:: BRIEF ::
Reproduce everything in the tutorial text from "Create a list q_values" down to "size before indexing.", swapping each "q_values" for "action_values".

:: EXTRACTED TEXT ::
_ _ _ _ _

Write a function run_episode(n_steps, rewards) that takes a list of rewards and a discount factor gamma=0.9 and returns the discounted return. Test with rewards=[0, 0, 1], gamma=0.9 (expected: 0.81).

Professor’s hint

Keep functions small and focused. One function, one job. In RL, a function that “steps the environment” should not also be computing the agent’s next action—separate concerns.

Common pitfall

Mutable default arguments: Do not use a list as a default value, e.g. def f(x, items=[]). The same list is reused across calls. Use def f(x, items=None) and then if items is None: items = [] inside the function.

Lists

A list stores an ordered sequence of values. You use lists constantly in RL: rewards per step, states in a trajectory, Q-values for each action.

1
2
3
4
5
6
7
rewards = []             # empty list
rewards.append(0.0)      # add one reward
rewards.append(1.0)
print(rewards)           # [0.0, 1.0]
print(rewards[0])        # first item (index 0)
print(rewards[-1])       # last item
print(len(rewards))      # number of items

You can also create a list directly:

1
2
states = [(0,0), (0,1), (1,1), (2,2)]   # trajectory of (row, col)
actions = [3, 1, 1]                       # sequence of actions

In RL we use this when: A trajectory is a list of (state, action, reward) triples. A replay buffer is a list of transitions. Q-values for 4 actions fit in a list of length 4.

Practice

Create a list q_values = [0.2, 0.5, -0.1, 0.3] (one value per action). Print the highest Q-value using max(q_values) and its index using q_values.index(max(q_values)).
Start with an empty list episode = []. Use a loop to append tuples (step, step * 0.1) for steps 0, 1, 2, 3, 4. Print the final list.
Given rewards = [0, 0, 1, 0, 1], use a loop to count how many rewards are greater than 0.

Try it — edit and run (Shift+Enter)

Common pitfall

Index out of range: If a list has 4 items (indices 0–3), accessing lst[4] raises an IndexError. Use len(lst) to check the size before indexing.

Dictionaries

A dictionary maps keys to values. In RL, a Q-table is a dict mapping (state, action) pairs to Q-values.

1
2
3
4
config = {"gamma": 0.99, "epsilon": 0.1, "lr": 0.001}
print(config["gamma"])          # 0.99
config["alpha"] = 0.1           # add new key
print("lr" in config)           # True

Iterating over a dict:

1
2
for key, value in config.items():
    print(key, "->", value)

A Q-table:

1
2
3
4
5
Q = {}
Q[((0, 0), 0)] = 0.5   # state=(0,0), action=0, value=0.5
Q[((0, 0), 1)] = -0.2
best_action = max([0, 1], key=lambda a: Q.get(((0,0), a), 0.0))
print("Best action:", best_action)   # 0

In RL we use this when: Tabular Q-learning stores Q-values in a dict. Agent configurations (learning rate, gamma, epsilon) are often stored as dicts for easy access and logging.

_ _ _ _ _

:: ROWS ::
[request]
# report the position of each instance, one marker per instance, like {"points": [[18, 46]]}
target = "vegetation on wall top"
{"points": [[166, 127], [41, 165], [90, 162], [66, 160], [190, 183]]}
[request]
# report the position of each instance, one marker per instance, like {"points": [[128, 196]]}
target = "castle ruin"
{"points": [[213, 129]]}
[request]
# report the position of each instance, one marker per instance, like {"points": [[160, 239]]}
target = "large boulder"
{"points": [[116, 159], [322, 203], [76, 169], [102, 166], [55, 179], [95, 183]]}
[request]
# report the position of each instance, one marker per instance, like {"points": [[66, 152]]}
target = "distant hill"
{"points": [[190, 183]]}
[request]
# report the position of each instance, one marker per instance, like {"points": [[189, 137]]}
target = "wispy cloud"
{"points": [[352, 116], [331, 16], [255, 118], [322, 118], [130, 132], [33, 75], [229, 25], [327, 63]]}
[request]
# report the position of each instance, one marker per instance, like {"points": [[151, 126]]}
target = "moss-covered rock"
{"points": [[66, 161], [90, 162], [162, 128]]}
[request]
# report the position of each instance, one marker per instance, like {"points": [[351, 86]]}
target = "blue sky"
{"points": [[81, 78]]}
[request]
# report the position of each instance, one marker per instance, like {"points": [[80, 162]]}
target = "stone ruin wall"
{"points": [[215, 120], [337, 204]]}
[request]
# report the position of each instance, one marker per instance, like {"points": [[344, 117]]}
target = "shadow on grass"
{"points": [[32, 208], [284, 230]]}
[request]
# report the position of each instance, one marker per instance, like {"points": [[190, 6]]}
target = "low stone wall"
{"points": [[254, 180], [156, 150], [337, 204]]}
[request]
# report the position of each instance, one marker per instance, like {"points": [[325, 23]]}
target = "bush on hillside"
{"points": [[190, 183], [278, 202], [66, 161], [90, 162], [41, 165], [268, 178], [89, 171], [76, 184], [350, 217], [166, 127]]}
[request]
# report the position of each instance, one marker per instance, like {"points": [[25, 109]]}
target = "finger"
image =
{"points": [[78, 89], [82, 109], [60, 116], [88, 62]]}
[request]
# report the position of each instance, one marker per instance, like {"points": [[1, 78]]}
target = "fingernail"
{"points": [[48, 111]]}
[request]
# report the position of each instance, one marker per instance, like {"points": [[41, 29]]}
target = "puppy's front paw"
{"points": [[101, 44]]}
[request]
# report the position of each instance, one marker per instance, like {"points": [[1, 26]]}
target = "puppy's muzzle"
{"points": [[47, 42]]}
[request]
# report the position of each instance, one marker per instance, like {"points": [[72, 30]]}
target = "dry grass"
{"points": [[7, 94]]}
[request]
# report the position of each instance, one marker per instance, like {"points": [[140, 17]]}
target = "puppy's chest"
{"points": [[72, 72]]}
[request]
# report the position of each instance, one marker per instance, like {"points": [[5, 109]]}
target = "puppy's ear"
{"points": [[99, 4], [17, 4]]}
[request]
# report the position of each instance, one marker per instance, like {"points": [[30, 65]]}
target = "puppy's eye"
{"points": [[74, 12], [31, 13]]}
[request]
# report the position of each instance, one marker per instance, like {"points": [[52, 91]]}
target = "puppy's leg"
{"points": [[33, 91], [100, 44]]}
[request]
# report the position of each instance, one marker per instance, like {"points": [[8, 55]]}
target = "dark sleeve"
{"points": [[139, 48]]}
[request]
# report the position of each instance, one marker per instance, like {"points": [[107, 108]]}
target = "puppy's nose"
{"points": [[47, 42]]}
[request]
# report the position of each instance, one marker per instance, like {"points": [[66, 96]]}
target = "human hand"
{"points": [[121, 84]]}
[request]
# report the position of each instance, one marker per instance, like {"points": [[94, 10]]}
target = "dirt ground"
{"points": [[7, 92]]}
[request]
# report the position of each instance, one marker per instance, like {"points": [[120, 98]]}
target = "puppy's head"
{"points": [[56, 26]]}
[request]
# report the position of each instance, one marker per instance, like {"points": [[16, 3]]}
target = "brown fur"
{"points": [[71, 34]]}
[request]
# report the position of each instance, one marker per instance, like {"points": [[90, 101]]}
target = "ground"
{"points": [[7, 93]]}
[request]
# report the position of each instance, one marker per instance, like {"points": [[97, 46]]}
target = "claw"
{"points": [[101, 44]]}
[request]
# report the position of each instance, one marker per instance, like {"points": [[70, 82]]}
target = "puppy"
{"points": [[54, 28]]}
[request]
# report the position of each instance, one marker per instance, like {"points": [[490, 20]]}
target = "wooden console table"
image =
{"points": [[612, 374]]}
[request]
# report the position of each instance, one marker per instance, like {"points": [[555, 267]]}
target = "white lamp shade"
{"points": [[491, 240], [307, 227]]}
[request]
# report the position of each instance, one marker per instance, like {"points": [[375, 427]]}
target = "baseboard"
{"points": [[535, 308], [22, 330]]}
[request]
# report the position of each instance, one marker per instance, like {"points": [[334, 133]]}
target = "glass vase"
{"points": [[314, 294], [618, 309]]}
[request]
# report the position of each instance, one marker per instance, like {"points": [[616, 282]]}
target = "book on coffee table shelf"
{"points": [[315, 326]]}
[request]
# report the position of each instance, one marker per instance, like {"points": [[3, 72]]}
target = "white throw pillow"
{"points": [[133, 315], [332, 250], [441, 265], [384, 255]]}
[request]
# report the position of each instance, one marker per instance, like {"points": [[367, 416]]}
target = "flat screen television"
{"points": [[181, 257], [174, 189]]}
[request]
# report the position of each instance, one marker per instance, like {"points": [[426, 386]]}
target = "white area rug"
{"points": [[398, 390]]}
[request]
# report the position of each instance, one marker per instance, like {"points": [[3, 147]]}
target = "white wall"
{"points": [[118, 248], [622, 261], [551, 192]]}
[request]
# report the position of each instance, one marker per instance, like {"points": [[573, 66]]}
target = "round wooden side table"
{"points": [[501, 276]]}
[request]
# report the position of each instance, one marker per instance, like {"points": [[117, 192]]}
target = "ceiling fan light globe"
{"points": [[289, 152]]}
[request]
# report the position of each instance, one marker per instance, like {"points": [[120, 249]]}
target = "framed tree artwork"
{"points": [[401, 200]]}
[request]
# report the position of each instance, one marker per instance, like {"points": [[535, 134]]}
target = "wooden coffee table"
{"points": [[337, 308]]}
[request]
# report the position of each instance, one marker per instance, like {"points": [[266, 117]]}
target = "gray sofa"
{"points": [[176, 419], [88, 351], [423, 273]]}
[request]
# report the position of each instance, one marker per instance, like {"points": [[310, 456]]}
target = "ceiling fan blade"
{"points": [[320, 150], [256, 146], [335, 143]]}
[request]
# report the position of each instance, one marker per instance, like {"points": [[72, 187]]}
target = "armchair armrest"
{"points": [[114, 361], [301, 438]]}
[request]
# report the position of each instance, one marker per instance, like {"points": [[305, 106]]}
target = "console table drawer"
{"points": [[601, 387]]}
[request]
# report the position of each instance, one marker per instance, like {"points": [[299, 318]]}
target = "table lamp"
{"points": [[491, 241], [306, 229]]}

_ _ _ _ _

:: ANSWER FOR THIS EXERCISE ::
Create a list action_values = [0.2, 0.5, -0.1, 0.3] (one value per action). Print the highest Q-value using max(action_values) and its index using action_values.index(max(action_values)).
Start with an empty list episode = []. Use a loop to append tuples (step, step * 0.1) for steps 0, 1, 2, 3, 4. Print the final list.
Given rewards = [0, 0, 1, 0, 1], use a loop to count how many rewards are greater than 0.

Try it — edit and run (Shift+Enter)

Common pitfall

Index out of range: If a list has 4 items (indices 0–3), accessing lst[4] raises an IndexError. Use len(lst) to check the size before indexing.